O sucesso do empreendimento foi impulsionado após receber um aporte de R$ 84 milhões, em dezembro de 2021. A maioria desses recursos foi destinada à aquisição de uma fábrica em Santa Izabel do Pará (PA), que tem capacidade para processar 800 toneladas por mês e atende todas as lojas da marca.

Em outubro de 2022, a Oakberry captou R$ 50 milhões por meio de um CRA (Certificado de Recebíveis do Agronegócio), valor destinado à compra de polpa de açaí de ribeirinhos e cooperativas também localizadas no Pará.

O mercado de exportação de açaí, embora seja uma fonte significativa de financiamento para o cultivo e produção no Estado do Pará, revela uma realidade desequilibrada e injusta. Enquanto o Pará é responsável por uma parcela esmagadora da produção de açaí no Brasil, os maiores beneficiários desse comércio estão localizados no eixo sul-sudeste do país.

Empresas como a Polpanorte e a Oakberry obtêm lucros exorbitantes explorando a matéria-prima paraense, mas grande parte desses lucros não é reinvestida na região produtora. Ao contrário, são destinados a outras regiões, deixando apenas uma fração mínima para o Pará, o principal produtor.

Essa disparidade é especialmente evidente durante a entressafra, quando os preços do açaí atingem níveis exorbitantes devido à escassez do fruto. Enquanto os consumidores locais sofrem com os altos custos devido à oferta limitada, as empresas exportadoras lucram ainda mais com a alta demanda e os preços inflacionados. Isso cria um ciclo de desigualdade, onde os produtores e coletores de açaí no Pará enfrentam dificuldades financeiras, enquanto os intermediários e exportadores enriquecem às custas do trabalho árduo dos produtores locais.

**Linhas de dados:**

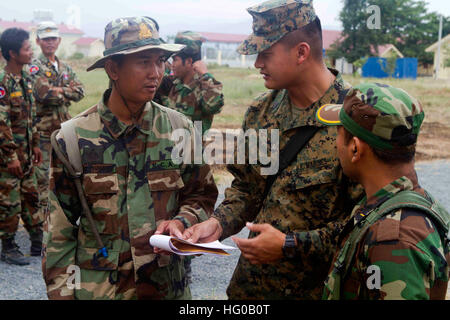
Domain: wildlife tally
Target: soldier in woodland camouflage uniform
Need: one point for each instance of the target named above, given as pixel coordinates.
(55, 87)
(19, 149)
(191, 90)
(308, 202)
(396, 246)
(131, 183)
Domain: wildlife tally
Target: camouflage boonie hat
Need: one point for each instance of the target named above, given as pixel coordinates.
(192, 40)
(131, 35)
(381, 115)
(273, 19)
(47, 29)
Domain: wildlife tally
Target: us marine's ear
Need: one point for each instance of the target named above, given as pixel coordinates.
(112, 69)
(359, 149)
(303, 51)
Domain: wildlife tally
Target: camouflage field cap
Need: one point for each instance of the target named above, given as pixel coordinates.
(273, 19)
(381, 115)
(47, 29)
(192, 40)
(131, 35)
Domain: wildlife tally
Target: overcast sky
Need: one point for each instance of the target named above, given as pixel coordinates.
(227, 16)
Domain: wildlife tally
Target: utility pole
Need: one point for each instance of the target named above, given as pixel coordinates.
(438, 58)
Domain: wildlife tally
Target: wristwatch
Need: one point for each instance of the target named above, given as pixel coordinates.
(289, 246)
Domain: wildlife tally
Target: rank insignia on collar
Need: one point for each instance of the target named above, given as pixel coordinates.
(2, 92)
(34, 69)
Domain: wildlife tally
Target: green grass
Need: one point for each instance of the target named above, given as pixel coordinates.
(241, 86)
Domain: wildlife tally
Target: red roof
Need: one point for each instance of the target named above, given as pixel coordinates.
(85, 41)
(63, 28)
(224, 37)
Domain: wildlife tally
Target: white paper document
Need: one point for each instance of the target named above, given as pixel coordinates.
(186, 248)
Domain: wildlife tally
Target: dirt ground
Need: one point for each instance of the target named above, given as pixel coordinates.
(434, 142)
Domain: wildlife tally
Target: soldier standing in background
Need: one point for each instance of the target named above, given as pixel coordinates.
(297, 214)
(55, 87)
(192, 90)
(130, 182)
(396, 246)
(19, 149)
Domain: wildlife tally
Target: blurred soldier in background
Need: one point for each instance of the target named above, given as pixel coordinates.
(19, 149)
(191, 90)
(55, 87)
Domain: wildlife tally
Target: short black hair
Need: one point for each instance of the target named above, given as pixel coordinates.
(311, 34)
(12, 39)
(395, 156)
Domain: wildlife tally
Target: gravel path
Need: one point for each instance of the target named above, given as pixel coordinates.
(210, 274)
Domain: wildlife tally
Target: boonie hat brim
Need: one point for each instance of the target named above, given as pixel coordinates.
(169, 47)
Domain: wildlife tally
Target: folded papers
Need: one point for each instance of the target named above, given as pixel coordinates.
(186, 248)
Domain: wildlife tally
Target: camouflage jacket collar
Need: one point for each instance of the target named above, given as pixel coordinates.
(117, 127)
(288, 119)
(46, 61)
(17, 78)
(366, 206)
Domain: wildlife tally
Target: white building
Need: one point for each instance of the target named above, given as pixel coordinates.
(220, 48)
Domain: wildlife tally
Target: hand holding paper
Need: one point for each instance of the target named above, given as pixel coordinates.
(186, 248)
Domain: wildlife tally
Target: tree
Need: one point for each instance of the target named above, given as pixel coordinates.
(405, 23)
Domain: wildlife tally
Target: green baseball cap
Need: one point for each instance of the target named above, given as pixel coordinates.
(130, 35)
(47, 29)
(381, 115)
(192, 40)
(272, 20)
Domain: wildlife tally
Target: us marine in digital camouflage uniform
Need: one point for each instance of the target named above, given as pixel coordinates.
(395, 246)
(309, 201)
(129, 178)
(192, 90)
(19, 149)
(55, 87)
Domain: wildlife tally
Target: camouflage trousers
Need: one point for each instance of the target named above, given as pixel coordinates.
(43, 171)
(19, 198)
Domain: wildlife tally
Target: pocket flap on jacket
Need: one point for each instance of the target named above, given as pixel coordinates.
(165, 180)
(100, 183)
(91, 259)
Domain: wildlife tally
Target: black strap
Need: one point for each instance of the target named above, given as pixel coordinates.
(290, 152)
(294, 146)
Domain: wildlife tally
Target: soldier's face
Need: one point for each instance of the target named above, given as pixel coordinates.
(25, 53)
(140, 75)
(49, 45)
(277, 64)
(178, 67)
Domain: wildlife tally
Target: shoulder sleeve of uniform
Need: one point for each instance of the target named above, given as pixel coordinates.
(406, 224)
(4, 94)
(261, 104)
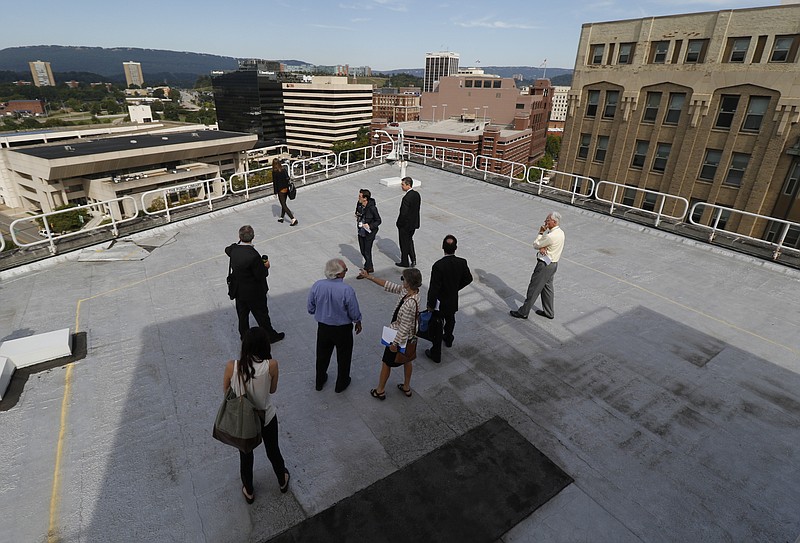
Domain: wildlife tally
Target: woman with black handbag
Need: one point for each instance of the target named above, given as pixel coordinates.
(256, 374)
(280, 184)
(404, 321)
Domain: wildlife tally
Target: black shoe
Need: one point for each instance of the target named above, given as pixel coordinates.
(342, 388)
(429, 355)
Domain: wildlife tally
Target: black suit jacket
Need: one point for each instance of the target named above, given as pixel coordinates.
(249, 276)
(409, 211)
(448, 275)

--

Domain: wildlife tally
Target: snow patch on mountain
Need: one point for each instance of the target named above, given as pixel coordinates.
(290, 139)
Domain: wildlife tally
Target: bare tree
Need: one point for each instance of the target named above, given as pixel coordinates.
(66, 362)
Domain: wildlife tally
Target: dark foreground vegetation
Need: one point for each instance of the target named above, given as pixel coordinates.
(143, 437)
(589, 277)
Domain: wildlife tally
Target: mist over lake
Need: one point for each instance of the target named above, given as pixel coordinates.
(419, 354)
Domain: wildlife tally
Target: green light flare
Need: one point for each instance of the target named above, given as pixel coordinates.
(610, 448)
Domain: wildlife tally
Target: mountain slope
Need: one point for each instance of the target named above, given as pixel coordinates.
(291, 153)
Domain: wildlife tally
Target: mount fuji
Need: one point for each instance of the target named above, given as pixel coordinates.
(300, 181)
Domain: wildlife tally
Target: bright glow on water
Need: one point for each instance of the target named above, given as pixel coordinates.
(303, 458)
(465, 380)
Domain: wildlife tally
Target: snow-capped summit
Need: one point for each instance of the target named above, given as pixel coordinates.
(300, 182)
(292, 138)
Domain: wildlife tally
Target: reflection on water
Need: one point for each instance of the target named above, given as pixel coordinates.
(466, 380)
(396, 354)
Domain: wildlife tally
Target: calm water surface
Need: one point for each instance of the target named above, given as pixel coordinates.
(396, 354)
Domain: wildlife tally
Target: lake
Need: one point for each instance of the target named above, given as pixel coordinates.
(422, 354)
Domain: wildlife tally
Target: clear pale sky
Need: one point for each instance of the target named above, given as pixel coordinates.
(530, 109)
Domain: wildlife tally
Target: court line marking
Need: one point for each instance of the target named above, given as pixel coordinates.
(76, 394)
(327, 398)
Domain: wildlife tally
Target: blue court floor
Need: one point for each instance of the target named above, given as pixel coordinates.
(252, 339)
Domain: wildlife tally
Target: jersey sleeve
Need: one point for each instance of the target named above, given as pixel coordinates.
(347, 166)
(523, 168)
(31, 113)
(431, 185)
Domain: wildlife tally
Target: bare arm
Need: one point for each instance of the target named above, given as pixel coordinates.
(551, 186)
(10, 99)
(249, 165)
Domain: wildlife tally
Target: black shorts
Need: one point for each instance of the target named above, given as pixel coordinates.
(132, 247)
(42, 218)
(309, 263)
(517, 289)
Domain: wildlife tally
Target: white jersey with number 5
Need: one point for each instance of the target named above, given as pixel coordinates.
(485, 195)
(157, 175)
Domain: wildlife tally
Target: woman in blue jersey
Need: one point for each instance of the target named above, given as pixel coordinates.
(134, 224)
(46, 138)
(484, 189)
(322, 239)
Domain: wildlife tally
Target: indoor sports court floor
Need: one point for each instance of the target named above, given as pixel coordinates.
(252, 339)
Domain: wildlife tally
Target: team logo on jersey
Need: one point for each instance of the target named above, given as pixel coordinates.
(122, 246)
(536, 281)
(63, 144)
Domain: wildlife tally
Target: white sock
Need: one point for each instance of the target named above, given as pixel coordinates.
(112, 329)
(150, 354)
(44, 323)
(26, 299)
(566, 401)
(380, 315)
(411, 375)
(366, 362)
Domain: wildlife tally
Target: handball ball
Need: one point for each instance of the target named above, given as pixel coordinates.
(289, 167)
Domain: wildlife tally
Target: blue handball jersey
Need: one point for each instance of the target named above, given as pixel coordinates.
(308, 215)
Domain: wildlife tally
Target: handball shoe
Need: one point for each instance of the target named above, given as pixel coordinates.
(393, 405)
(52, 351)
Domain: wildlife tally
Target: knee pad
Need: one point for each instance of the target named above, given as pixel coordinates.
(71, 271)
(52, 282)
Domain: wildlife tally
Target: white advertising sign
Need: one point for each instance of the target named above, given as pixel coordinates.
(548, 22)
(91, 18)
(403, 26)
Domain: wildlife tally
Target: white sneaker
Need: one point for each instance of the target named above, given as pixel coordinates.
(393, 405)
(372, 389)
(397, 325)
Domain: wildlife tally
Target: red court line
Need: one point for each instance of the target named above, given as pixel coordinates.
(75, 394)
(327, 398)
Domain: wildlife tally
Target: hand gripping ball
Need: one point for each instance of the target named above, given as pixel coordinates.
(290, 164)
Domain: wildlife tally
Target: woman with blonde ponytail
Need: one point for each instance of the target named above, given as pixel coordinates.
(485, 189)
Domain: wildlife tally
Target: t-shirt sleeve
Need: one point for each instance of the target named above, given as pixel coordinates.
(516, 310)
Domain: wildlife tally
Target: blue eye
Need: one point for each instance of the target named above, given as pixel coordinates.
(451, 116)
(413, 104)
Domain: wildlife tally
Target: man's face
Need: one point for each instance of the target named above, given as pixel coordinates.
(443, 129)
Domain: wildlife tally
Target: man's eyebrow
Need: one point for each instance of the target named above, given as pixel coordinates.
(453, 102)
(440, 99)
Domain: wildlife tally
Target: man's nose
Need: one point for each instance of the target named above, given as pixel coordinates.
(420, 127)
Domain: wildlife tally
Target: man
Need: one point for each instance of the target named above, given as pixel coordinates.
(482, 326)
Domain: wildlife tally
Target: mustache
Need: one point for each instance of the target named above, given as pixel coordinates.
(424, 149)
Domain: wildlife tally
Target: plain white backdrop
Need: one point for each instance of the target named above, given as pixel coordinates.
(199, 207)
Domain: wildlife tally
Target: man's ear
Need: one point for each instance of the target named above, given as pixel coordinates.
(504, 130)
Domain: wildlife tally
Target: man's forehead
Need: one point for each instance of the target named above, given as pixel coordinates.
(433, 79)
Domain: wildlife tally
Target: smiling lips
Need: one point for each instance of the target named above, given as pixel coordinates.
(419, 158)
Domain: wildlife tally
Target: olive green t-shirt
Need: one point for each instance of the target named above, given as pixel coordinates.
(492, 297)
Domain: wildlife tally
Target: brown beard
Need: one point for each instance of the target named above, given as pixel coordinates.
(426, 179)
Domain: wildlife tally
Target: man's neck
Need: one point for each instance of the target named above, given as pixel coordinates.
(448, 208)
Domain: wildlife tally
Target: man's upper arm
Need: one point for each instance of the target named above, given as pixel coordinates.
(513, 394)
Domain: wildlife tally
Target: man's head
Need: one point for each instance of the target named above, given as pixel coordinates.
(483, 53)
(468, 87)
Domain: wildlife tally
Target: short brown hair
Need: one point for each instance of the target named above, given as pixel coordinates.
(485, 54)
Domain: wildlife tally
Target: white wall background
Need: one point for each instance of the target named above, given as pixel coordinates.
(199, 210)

**Problemas a resolver:**
• A. No texto sobre o mercado do açaí, quanto dinheiro a Oakberry conseguiu em outubro de 2022 por meio de um CRA?
• B. Diga se cada frase combina com o texto sobre o mercado do açaí, respondendo sim ou não e citando as palavras do texto que decidem: (i) A fábrica em Santa Izabel do Pará consegue processar 800 toneladas por mês. (ii) A maior parte dos lucros das empresas volta a ser investida no Pará. (iii) Na entressafra, o preço do açaí cai.
• C. Escreva a continuação do texto sobre o mercado do açaí a partir da última frase.
As linhas foram tiradas de outra fonte.

**Respostas das tarefas:**
• A. R$ 50 milhões.

• B.
(i) Sim: "que tem capacidade para processar 800 toneladas por mês"
(ii) Não: "grande parte desses lucros não é reinvestida na região produtora"
(iii) Não: "os preços do açaí atingem níveis exorbitantes devido à escassez do fruto"

• C.
Portanto, é fundamental repensar e reestruturar o modelo de exportação de açaí para garantir que os benefícios econômicos gerados por essa indústria sejam distribuídos de forma mais justa e equitativa para todas as partes envolvidas. Isso poderia ser alcançado por meio de políticas estatais de regulação que promovam a valorização dos produtores locais, o incentivo ao desenvolvimento de cooperativas e o estabelecimento de preços justos ao longo de toda a cadeia produtiva. Somente assim poderemos verdadeiramente honrar a riqueza natural e cultural representada pelo açaí, garantindo que seus benefícios se estendam a todos os envolvidos em sua produção e consumo.

A dinâmica imperialista contra a soberania alimentar

A Amazônia é historicamente submetida a um processo de exploração desenfreada, resultante em consequências socioeconômicas e ambientais desastrosas para o meio ambiente e para as populações locais.

A exploração das riquezas naturais, tanto pelo mercado nacional quanto pelo internacional, tem como resultado a marginalização e empobrecimento dos pequenos produtores locais. Este cenário se traduz em uma desigualdade exacerbada, onde os lucros das exportações são desproporcionalmente apropriados por poucos enquanto a maioria da população enfrenta condições precárias de subsistência.

A comercialização do açaí, um recurso fundamental para a dieta e economia paraense, exemplifica essa dinâmica capitalista. Durante a entressafra, os preços elevados do açaí tornam-se inacessíveis para a população de baixa renda, resultando em privações alimentares significativas, onde o açaí passa a ser artigo de luxo, aumentando em até 70% seu valor.

Este fenômeno é agravado pelo avanço do agronegócio, que contribui para a destruição do ecossistema amazônico e para a perturbação dos ciclos naturais, exacerbando ainda mais a vulnerabilidade das comunidades locais.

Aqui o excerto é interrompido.